Give back exactly the lines that run from the line containing "In the photo above, where can the magenta" through the end of the listing below. Leave out every other line.

____

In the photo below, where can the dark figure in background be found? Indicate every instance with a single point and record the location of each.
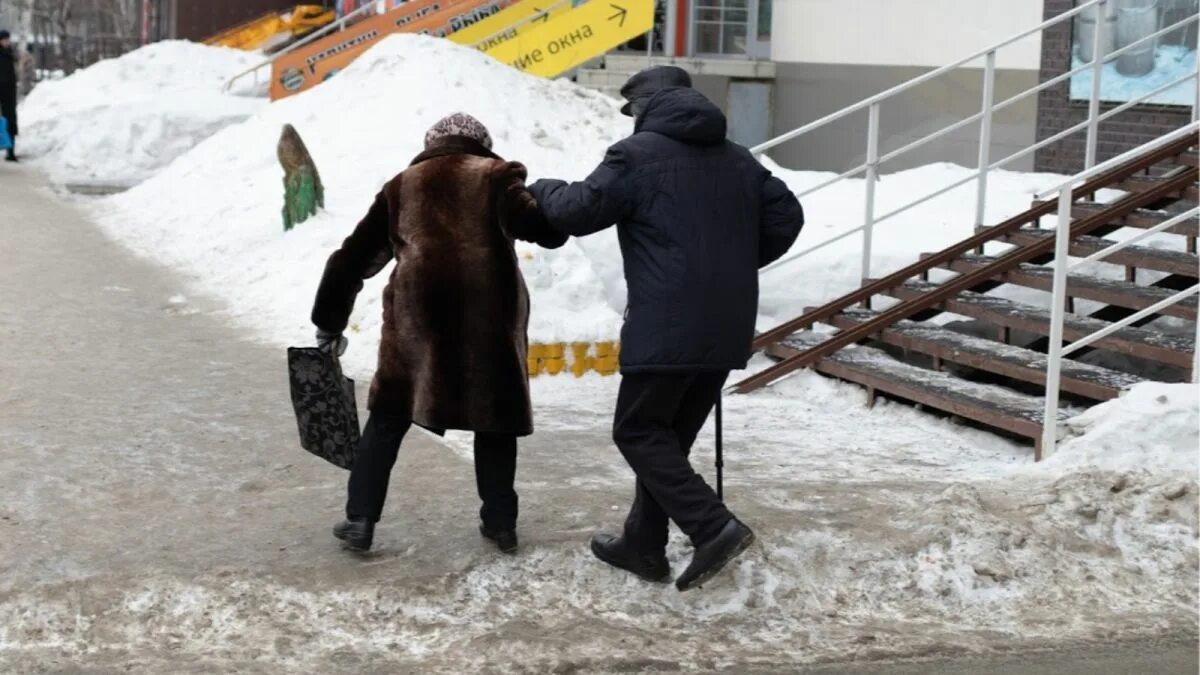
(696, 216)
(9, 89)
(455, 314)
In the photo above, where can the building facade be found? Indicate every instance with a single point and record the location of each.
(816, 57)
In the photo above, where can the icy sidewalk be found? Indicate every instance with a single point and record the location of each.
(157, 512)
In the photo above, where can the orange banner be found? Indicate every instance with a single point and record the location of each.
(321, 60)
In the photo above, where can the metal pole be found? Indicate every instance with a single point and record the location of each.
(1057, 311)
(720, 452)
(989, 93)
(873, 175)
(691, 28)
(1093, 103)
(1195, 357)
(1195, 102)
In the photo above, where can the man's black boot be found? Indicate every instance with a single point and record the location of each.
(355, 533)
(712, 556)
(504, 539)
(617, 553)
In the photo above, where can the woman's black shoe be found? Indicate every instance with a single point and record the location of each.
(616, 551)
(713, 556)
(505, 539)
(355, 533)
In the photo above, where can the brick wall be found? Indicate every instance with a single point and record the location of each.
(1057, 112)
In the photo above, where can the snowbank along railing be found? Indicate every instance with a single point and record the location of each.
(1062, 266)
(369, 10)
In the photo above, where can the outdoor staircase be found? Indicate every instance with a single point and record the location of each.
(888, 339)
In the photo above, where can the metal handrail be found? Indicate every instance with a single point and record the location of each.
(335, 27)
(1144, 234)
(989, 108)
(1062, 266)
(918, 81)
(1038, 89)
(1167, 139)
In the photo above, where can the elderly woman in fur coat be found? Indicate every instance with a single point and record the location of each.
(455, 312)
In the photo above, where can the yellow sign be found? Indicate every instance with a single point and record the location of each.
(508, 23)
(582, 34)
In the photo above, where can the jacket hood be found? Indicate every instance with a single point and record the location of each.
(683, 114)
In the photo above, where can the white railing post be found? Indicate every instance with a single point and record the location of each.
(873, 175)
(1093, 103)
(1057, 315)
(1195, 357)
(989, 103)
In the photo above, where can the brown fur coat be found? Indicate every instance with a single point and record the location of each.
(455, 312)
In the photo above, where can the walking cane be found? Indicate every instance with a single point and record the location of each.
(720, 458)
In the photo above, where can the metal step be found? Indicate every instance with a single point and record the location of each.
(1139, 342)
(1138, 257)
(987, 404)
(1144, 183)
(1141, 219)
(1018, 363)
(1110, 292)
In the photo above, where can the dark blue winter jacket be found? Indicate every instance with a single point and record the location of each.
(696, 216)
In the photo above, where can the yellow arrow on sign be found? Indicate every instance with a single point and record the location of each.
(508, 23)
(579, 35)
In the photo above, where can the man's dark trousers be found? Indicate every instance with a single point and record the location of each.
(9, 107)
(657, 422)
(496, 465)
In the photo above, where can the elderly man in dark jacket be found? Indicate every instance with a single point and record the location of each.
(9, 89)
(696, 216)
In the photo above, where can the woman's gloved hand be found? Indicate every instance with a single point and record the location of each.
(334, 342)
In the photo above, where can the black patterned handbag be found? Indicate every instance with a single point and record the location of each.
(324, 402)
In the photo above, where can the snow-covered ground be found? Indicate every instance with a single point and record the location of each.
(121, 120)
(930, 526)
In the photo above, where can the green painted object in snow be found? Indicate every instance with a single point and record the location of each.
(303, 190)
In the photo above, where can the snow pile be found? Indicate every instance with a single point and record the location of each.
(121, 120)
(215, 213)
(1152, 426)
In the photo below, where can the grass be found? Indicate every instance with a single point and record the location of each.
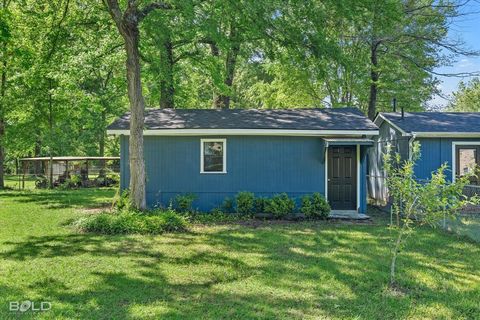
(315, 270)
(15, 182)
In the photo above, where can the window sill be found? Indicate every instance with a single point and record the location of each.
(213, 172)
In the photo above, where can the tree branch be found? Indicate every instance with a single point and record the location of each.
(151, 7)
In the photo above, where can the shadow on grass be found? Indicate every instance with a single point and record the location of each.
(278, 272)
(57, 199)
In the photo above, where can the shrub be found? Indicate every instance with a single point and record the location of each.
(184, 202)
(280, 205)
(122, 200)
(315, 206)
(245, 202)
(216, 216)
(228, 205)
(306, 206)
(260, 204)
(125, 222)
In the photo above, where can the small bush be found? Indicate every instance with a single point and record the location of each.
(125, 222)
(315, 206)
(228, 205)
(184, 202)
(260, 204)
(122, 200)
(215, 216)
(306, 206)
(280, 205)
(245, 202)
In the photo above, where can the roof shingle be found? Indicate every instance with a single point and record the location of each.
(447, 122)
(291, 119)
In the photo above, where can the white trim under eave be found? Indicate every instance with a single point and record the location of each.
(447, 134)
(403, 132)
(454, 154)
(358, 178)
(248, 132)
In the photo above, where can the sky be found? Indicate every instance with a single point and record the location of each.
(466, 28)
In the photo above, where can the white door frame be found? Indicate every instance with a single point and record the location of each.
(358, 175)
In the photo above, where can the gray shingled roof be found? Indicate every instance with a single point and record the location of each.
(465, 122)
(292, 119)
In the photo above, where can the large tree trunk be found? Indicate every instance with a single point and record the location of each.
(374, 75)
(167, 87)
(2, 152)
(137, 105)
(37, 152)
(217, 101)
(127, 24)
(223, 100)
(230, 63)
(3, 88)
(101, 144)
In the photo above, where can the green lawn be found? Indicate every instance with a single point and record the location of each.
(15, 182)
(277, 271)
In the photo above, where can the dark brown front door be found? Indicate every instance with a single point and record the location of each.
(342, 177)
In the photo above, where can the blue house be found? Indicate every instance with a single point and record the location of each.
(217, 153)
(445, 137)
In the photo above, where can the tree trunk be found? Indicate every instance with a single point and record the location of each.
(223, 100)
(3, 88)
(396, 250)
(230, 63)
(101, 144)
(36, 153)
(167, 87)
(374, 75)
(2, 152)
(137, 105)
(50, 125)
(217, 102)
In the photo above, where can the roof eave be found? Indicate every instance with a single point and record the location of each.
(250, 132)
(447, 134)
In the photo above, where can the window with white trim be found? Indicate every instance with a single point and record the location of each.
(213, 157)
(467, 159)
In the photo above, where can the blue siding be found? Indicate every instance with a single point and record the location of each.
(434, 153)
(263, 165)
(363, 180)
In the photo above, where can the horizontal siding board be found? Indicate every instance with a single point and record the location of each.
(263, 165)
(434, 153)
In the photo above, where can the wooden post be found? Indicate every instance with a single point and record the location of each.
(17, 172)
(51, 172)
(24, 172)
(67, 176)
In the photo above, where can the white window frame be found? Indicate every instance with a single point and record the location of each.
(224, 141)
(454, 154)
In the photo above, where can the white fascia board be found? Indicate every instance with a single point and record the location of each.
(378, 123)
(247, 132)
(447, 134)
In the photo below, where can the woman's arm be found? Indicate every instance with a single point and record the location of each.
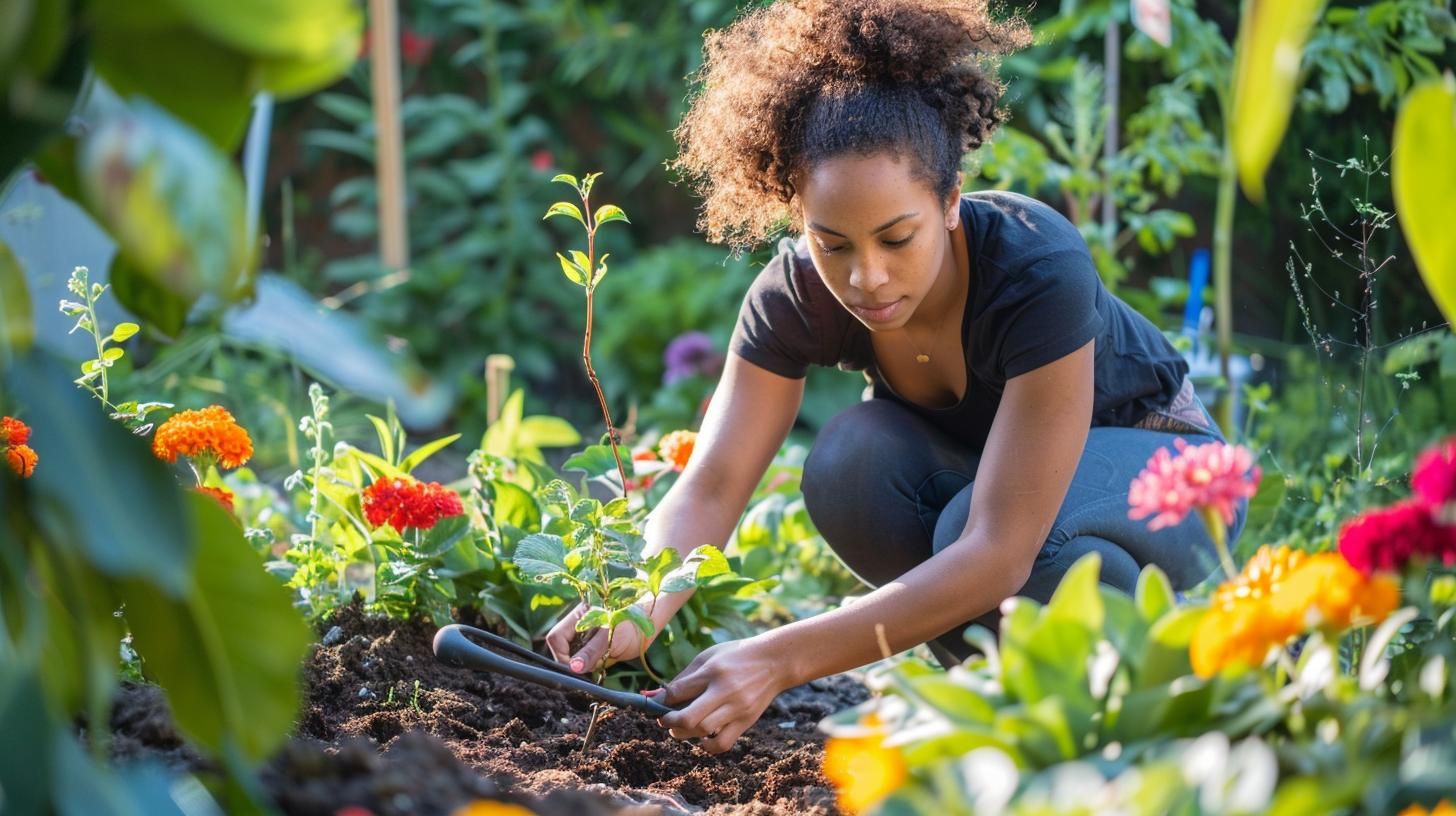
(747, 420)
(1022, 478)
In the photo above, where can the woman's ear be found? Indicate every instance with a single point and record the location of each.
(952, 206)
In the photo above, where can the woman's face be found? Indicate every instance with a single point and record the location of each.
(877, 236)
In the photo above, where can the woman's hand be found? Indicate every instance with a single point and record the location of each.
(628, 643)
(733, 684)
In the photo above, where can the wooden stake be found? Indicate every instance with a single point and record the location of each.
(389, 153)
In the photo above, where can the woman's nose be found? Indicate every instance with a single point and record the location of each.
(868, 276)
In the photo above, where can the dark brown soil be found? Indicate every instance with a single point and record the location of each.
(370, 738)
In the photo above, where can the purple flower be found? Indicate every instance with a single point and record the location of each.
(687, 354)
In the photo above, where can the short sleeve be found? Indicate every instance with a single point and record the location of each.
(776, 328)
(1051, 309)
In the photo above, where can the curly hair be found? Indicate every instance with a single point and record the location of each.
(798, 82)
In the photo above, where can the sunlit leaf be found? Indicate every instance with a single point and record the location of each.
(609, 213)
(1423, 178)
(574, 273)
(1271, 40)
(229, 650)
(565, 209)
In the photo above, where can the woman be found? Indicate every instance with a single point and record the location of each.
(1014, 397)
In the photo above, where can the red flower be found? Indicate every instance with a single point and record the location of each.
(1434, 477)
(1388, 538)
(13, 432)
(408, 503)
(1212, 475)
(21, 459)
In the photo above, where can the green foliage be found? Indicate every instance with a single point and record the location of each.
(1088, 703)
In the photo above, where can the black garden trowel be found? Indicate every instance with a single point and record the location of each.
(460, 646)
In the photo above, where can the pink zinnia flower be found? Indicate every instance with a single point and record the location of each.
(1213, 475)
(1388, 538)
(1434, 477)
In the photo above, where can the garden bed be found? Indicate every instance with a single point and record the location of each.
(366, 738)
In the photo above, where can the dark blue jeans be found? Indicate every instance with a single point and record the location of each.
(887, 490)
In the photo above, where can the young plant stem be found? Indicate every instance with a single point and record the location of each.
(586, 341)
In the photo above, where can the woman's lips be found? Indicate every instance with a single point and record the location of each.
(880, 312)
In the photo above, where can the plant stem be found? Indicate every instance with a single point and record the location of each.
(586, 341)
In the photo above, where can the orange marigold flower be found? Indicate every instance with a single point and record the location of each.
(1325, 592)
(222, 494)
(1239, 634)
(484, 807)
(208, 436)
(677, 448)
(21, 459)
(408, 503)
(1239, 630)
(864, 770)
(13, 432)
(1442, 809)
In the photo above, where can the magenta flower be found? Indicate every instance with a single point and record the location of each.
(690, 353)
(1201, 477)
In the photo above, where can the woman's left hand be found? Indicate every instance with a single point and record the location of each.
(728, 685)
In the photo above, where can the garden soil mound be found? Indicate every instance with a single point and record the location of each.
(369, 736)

____

> _Reply to the task_:
In the photo above, where can the magenta flower be found? Indicate every instance with a single point and record the location of each.
(690, 353)
(1201, 477)
In the photo above, where can the woman's left hand be found? Indicate every instance with a single point and record the location of each.
(728, 685)
In the photo above, where can the garden soil mound be found? Indicate every instance with a single point and record the location of each.
(369, 736)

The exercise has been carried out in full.